[Opening Extract provided section]

Cox proportional hazards regression models were used to examine the association between religious service attendance and suicide, adjusting for demographic covariates, lifestyle factors, medical history, depressive symptoms, and social integration measures. We performed sensitivity analyses to examine the influence of unmeasured confounding.
Among 89 708 women aged 30 to 55 years who participated in the Nurses’ Health Study, attendance at religious services once per week or more was associated with an approximately 5-fold lower rate of suicide compared with never attending religious services (hazard ratio, 0.16; 95% CI, 0.06-0.46). Service attendance once or more per week vs less frequent attendance was associated with a hazard ratio of 0.05 (95% CI, 0.006-0.48) for Catholics but only 0.34 (95% CI, 0.10-1.10) for Protestants (P = .05 for heterogeneity). Results were robust in sensitivity analysis and to exclusions of persons who were previously depressed or had a history of cancer or cardiovascular disease. There was evidence that social integration, depressive symptoms, and alcohol consumption partially mediated the association among those occasionally attending services, but not for those attending frequently.
Conclusions and Relevance
In this cohort of US women, frequent religious service attendance was associated with a significantly lower rate of suicide.

[Closing Extract provided section]

# Study questions:
1 > List every category of covariate that the Cox regression models were adjusted for, according to the extract on religious service attendance and suicide.
2 > From the extract on religious service attendance and suicide, print the passage starting at "Among 89 708" and ending at "those attending frequently.".

[Opening Data section section]

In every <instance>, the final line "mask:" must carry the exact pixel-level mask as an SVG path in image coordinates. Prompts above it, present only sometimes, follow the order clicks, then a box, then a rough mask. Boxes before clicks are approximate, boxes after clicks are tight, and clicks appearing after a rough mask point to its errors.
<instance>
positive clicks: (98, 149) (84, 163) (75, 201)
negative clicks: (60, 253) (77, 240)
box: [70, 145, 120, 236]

[Closing Data section section]
[Opening Data section section]

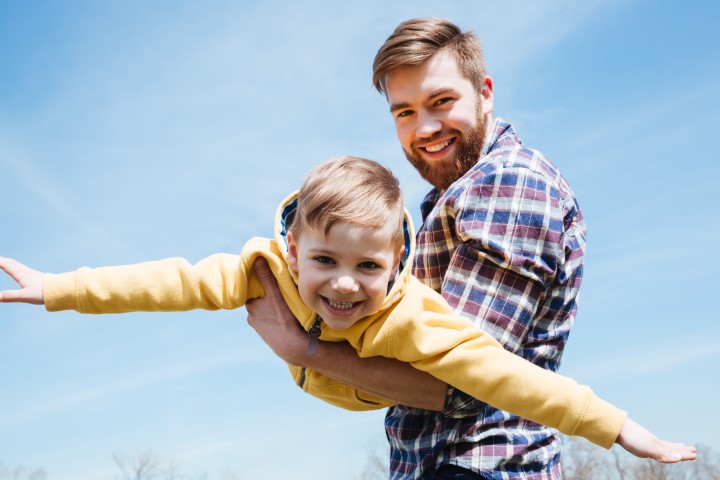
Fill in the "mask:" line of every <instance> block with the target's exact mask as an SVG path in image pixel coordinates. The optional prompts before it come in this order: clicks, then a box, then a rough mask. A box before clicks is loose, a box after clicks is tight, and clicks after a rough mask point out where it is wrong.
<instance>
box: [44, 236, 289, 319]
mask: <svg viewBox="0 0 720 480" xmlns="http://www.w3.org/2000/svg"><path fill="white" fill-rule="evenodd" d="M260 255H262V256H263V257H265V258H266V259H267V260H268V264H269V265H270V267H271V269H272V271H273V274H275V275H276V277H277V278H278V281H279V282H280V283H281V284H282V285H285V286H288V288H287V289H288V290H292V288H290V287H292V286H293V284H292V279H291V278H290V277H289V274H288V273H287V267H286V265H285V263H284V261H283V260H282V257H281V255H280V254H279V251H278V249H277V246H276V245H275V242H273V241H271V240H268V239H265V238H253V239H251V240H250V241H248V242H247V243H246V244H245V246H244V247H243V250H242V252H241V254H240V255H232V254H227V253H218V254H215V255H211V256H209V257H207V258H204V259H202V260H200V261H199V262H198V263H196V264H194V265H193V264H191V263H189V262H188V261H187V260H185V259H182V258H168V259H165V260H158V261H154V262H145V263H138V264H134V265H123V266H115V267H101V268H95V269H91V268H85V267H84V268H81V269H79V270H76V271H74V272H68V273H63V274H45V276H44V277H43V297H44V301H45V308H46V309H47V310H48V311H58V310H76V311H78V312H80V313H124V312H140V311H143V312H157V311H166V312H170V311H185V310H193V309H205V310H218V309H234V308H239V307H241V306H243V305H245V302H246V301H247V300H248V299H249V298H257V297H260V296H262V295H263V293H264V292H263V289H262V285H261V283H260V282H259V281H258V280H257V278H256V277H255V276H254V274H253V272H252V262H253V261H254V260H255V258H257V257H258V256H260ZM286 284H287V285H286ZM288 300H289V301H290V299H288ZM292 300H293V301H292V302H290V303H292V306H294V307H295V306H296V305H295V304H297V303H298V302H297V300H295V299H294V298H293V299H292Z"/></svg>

[Closing Data section section]

# Results of the exercise:
1 >
- demographic covariates
- lifestyle factors
- medical history
- depressive symptoms
- social integration measures

2 >
Among 89 708 women aged 30 to 55 years who participated in the Nurses’ Health Study, attendance at religious services once per week or more was associated with an approximately 5-fold lower rate of suicide compared with never attending religious services (hazard ratio, 0.16; 95% CI, 0.06-0.46). Service attendance once or more per week vs less frequent attendance was associated with a hazard ratio of 0.05 (95% CI, 0.006-0.48) for Catholics but only 0.34 (95% CI, 0.10-1.10) for Protestants (P = .05 for heterogeneity). Results were robust in sensitivity analysis and to exclusions of persons who were previously depressed or had a history of cancer or cardiovascular disease. There was evidence that social integration, depressive symptoms, and alcohol consumption partially mediated the association among those occasionally attending services, but not for those attending frequently.